TEXT EXCERPT:
Start of Block
NOTE: I'll be stating the obvious throughout much of this, but there are people here who I think need to hear it.

Is Socionics "Real?"
The answer, I've come to conclude, is: It's about as real as a peach.

"What the fuck is Baby talking about?" you ask. "Shit! He's gone all INTj on our asses."

Now before you mistake your bouncy brassiere for testicles, I assure you I'm quite sane, and once I lead you down my convoluted train of thought, you can be quite confident of this.

You see, this afternoon, sometime between lunch and dinner (let's call it lunchner <- Oy, that's a Germanic mass of consonants if I ever saw one) Baby was enjoying a peach. It was a beautiful, locally-grown peach ripened to fiery reds and oranges. His olfactory facilities bombarded with the perfume, a heady amalgam of springtime and blue skies and country air. His fingers carressed the soft, kindly fuzz while his lips met the flesh, a charming sunshine yellow. And the juice and flavor just brimming with peachy peachiness. A fulfilling and hearty lunchner indeed.
End of Block
(Stored data)
Start of Block
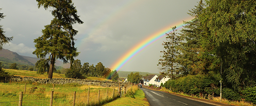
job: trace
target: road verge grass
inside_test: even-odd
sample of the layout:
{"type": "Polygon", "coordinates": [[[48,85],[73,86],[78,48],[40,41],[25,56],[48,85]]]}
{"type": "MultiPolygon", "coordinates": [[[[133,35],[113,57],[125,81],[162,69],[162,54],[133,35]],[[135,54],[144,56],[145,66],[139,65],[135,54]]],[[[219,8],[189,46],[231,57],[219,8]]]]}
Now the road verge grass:
{"type": "Polygon", "coordinates": [[[135,91],[135,89],[133,87],[131,89],[132,90],[133,90],[132,91],[135,91],[135,93],[133,94],[134,98],[131,97],[130,95],[127,95],[126,97],[118,98],[112,102],[105,104],[103,106],[150,106],[149,103],[147,101],[143,91],[137,89],[137,86],[134,86],[137,88],[137,90],[135,91]]]}
{"type": "Polygon", "coordinates": [[[252,103],[246,102],[245,102],[244,101],[243,101],[243,100],[239,101],[230,101],[230,100],[227,100],[227,99],[226,99],[225,98],[222,98],[222,102],[220,102],[220,97],[213,97],[212,99],[209,100],[209,99],[205,99],[205,98],[204,98],[203,97],[203,98],[202,97],[198,97],[197,96],[194,96],[194,95],[187,95],[186,94],[185,94],[185,93],[184,93],[183,92],[180,92],[180,93],[173,92],[169,90],[166,89],[165,87],[163,87],[162,89],[159,90],[159,91],[166,91],[166,92],[169,92],[170,93],[175,93],[175,94],[179,94],[179,95],[183,95],[183,96],[185,96],[190,97],[192,97],[192,98],[200,98],[200,99],[206,99],[206,100],[211,100],[211,101],[212,101],[221,102],[221,103],[224,103],[224,104],[226,104],[234,105],[234,106],[255,106],[255,105],[253,104],[252,103]]]}

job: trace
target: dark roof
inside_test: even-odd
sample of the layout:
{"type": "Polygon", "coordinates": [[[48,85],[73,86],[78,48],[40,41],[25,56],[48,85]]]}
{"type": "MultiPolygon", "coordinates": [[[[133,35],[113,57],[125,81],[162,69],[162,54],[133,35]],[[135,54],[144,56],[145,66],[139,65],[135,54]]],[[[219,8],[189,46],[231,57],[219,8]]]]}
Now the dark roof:
{"type": "Polygon", "coordinates": [[[156,75],[156,74],[150,74],[145,79],[148,80],[148,81],[151,80],[151,79],[153,78],[154,76],[156,75]]]}
{"type": "Polygon", "coordinates": [[[161,74],[160,75],[159,75],[159,76],[156,78],[156,80],[158,80],[159,79],[159,81],[160,81],[163,78],[164,78],[164,76],[163,74],[161,74]]]}
{"type": "Polygon", "coordinates": [[[119,80],[119,81],[122,81],[122,80],[124,80],[125,79],[124,78],[118,78],[117,80],[119,80]]]}

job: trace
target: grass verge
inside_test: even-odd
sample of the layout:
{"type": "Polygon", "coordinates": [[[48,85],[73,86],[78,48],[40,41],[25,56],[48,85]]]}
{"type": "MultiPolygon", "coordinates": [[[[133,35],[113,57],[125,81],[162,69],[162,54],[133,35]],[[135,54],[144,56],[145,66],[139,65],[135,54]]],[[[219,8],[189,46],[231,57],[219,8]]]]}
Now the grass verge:
{"type": "MultiPolygon", "coordinates": [[[[198,97],[196,96],[188,95],[187,95],[186,94],[183,93],[183,92],[181,92],[180,93],[173,92],[172,92],[172,91],[170,91],[169,90],[166,89],[164,87],[163,87],[162,89],[161,89],[161,90],[159,90],[160,91],[166,91],[166,92],[168,92],[171,93],[178,94],[179,94],[179,95],[181,95],[187,96],[187,97],[193,97],[193,98],[200,98],[200,99],[204,99],[209,100],[209,99],[205,99],[205,98],[204,98],[198,97]]],[[[226,99],[225,98],[222,98],[222,102],[220,102],[220,97],[213,97],[212,100],[211,100],[211,101],[214,101],[214,102],[221,102],[221,103],[222,103],[229,104],[229,105],[234,105],[234,106],[256,106],[255,105],[254,105],[252,103],[246,102],[245,101],[243,101],[243,100],[239,101],[230,101],[230,100],[227,100],[227,99],[226,99]]]]}
{"type": "Polygon", "coordinates": [[[135,98],[124,97],[117,99],[111,102],[104,105],[104,106],[149,106],[145,94],[140,89],[137,90],[134,95],[135,98]]]}

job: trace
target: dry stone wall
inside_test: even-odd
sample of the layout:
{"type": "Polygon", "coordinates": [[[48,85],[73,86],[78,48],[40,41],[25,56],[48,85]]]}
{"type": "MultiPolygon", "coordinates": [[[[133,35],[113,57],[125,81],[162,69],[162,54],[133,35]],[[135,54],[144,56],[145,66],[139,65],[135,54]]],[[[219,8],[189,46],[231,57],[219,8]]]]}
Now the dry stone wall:
{"type": "MultiPolygon", "coordinates": [[[[119,82],[112,81],[89,80],[85,79],[75,79],[67,78],[52,78],[52,79],[40,79],[30,77],[21,77],[20,76],[11,76],[8,78],[8,82],[37,82],[40,83],[65,84],[68,83],[77,83],[82,85],[96,85],[104,87],[119,87],[119,82]]],[[[123,86],[127,83],[120,82],[120,86],[123,86]]]]}

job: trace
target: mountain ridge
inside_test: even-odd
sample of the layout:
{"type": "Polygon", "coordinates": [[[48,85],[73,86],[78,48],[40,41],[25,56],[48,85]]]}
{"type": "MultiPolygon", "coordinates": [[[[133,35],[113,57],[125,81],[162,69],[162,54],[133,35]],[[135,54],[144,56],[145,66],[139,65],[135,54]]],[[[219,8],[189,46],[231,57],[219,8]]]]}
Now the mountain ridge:
{"type": "MultiPolygon", "coordinates": [[[[18,53],[8,49],[2,49],[0,50],[0,61],[7,63],[16,63],[25,65],[34,65],[40,58],[28,56],[20,55],[18,53]]],[[[54,65],[62,66],[65,68],[69,68],[69,64],[63,64],[63,62],[56,60],[54,65]]]]}

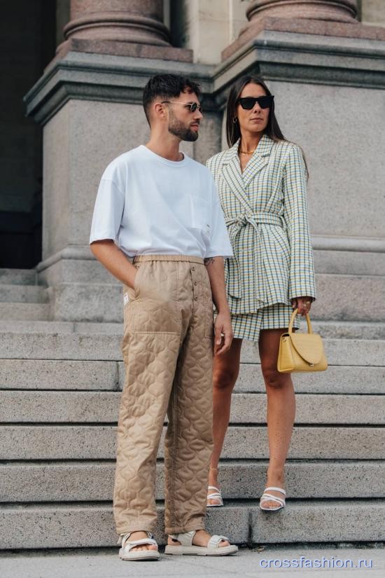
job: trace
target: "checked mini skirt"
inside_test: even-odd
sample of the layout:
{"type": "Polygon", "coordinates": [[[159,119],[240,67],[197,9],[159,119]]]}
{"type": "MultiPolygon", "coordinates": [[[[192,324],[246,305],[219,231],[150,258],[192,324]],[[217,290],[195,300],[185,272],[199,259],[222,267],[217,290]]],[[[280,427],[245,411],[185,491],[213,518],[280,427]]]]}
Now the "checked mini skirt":
{"type": "MultiPolygon", "coordinates": [[[[231,315],[234,337],[249,341],[259,340],[261,329],[285,329],[288,326],[293,308],[285,303],[274,303],[258,309],[255,313],[231,315]]],[[[300,327],[300,316],[296,315],[293,327],[300,327]]]]}

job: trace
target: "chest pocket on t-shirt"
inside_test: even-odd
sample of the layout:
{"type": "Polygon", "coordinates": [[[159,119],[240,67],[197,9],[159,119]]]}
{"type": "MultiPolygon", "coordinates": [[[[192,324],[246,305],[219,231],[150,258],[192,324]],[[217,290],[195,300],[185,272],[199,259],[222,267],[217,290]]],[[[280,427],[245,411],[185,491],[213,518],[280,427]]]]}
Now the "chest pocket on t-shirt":
{"type": "Polygon", "coordinates": [[[191,224],[192,228],[200,229],[207,237],[210,236],[210,213],[209,203],[200,197],[190,195],[191,224]]]}

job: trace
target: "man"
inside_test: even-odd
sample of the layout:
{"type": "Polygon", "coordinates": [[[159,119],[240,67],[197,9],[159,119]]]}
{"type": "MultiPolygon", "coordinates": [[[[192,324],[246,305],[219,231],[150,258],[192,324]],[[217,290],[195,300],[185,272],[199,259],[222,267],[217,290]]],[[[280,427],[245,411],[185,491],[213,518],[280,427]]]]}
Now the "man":
{"type": "Polygon", "coordinates": [[[124,284],[126,381],[113,500],[123,560],[159,558],[150,532],[166,413],[166,553],[218,556],[237,549],[204,530],[212,301],[218,311],[214,355],[220,355],[232,338],[223,274],[223,256],[232,252],[211,173],[179,151],[181,141],[198,137],[200,94],[197,84],[180,76],[150,79],[143,97],[150,140],[108,165],[92,219],[91,249],[124,284]]]}

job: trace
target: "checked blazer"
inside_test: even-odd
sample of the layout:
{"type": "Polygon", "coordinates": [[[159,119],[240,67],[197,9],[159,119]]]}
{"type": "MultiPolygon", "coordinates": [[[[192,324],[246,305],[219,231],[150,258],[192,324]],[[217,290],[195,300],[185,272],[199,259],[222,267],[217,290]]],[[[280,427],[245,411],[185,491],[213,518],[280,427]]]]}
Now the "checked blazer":
{"type": "Polygon", "coordinates": [[[237,141],[209,159],[232,245],[225,263],[233,315],[314,297],[306,169],[301,149],[264,135],[241,172],[237,141]]]}

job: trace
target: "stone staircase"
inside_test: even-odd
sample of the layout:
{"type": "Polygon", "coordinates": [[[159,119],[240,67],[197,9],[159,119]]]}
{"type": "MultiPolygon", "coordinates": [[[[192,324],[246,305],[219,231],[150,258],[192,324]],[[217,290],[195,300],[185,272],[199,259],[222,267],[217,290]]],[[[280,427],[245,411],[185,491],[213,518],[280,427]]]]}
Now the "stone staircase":
{"type": "MultiPolygon", "coordinates": [[[[0,270],[0,548],[115,546],[122,326],[50,315],[34,271],[0,270]]],[[[265,397],[258,350],[245,343],[221,465],[225,507],[209,511],[210,529],[240,544],[384,539],[385,322],[346,317],[314,321],[330,367],[294,378],[288,500],[274,515],[258,505],[265,397]]]]}

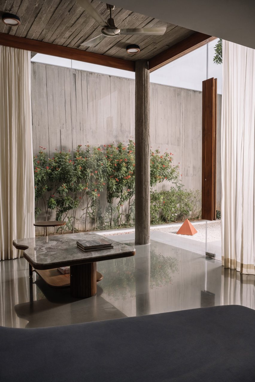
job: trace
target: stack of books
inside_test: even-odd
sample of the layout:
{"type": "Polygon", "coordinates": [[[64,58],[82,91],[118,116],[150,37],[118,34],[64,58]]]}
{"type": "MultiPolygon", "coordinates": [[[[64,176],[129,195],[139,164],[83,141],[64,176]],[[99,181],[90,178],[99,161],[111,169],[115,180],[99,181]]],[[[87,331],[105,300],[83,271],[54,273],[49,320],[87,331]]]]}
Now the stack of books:
{"type": "Polygon", "coordinates": [[[83,240],[82,241],[77,241],[76,243],[77,248],[84,252],[113,248],[113,246],[110,241],[102,238],[99,240],[83,240]]]}
{"type": "Polygon", "coordinates": [[[58,270],[62,273],[63,275],[66,275],[67,273],[70,273],[70,267],[60,267],[58,268],[58,270]]]}

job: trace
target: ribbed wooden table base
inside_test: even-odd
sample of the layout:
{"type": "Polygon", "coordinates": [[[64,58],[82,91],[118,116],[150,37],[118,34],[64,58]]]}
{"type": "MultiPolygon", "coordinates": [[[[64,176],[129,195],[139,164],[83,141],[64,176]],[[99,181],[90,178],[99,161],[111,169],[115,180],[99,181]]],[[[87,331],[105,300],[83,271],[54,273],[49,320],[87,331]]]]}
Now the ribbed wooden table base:
{"type": "Polygon", "coordinates": [[[96,263],[70,267],[71,294],[73,297],[87,298],[96,293],[96,263]]]}

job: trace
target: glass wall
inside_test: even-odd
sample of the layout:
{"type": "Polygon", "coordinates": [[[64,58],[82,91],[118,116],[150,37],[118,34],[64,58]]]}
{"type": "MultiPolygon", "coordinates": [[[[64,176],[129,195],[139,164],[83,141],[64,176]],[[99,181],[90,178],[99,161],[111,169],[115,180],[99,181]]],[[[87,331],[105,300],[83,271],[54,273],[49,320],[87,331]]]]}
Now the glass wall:
{"type": "MultiPolygon", "coordinates": [[[[219,93],[219,215],[217,42],[150,75],[152,225],[201,219],[202,82],[212,76],[219,93]]],[[[41,54],[31,61],[36,219],[67,222],[55,233],[133,227],[134,73],[41,54]]]]}
{"type": "Polygon", "coordinates": [[[31,61],[36,219],[66,222],[57,233],[133,226],[134,73],[31,61]]]}

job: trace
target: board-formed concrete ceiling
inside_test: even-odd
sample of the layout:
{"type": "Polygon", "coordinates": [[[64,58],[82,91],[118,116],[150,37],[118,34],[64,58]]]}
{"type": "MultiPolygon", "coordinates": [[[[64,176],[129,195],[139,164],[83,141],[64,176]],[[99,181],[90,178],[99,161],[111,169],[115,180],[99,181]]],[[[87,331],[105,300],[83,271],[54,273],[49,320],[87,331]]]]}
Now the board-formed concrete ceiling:
{"type": "MultiPolygon", "coordinates": [[[[109,14],[106,3],[98,0],[93,0],[92,3],[107,19],[109,14]]],[[[80,44],[100,34],[101,27],[75,0],[5,0],[1,4],[0,11],[17,15],[21,22],[19,26],[11,28],[1,22],[0,32],[128,60],[149,59],[194,33],[192,29],[162,21],[153,16],[115,6],[113,17],[118,27],[166,26],[166,33],[161,36],[122,35],[107,37],[94,46],[86,48],[80,44]],[[126,47],[133,44],[139,45],[141,50],[131,56],[126,53],[126,47]]]]}
{"type": "Polygon", "coordinates": [[[255,0],[115,0],[115,4],[255,49],[255,0]]]}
End of Block
APPLY WHAT YOU READ:
A: In the post on Socionics, what is Socionics said to be about as real as?
B: Pick up the post on Socionics right after its last sentence and keep writing it.

ANSWERS FOR THIS EXERCISE:
A: A peach.

B:
However, as any chemist worth his sodium chloride will tell you, the peach doesn't really exist. Actually, let's take it further and take the physicist's mindset, and realize that the peach does indeed exist, but not as Baby experienced it. Had his eyes been adjusted to percieve a much finer spectrum of radiant energy, the peach would become imperceptible amongst all the other particles (bouncing off of each other at precise angles and frequencies) surrounding it, made up of even finer particles, and so forth. The sweet taste of the peach is nothing more than the fungiform, filiform, foliate and vallate on the surface of the tongue recieving molecular information and sending it via electrical impulse to the brain which can render it as any combination of sweet, sour, spicy, and salty. And even the feel of the fruit is, in itself, a dulled and numbed experience subject to the confines of our relatively sensitive nerve endings.

As a famous neuroscientist once wrote: We never experience the world as it truly is fundamentally. We only experience the world as rendered through our limited nervous system.

"Dude, what's this got to do with Socionics?" you ask. Get that NASA-owned property out of your ass for a minute and chill. I'm about to tell you.

So far as we know, Socionics has its most fundamental basis in biology. Now before you say "But what about the nurture part? That's a big part of it, right?" Of course it is, genius. But you'll notice I said "biology" and not "genetics." There's a difference. Genetics is how you are wired from the get-go. Biology accounts for not only genetics, but also everything that happens on a molecular level afterwards.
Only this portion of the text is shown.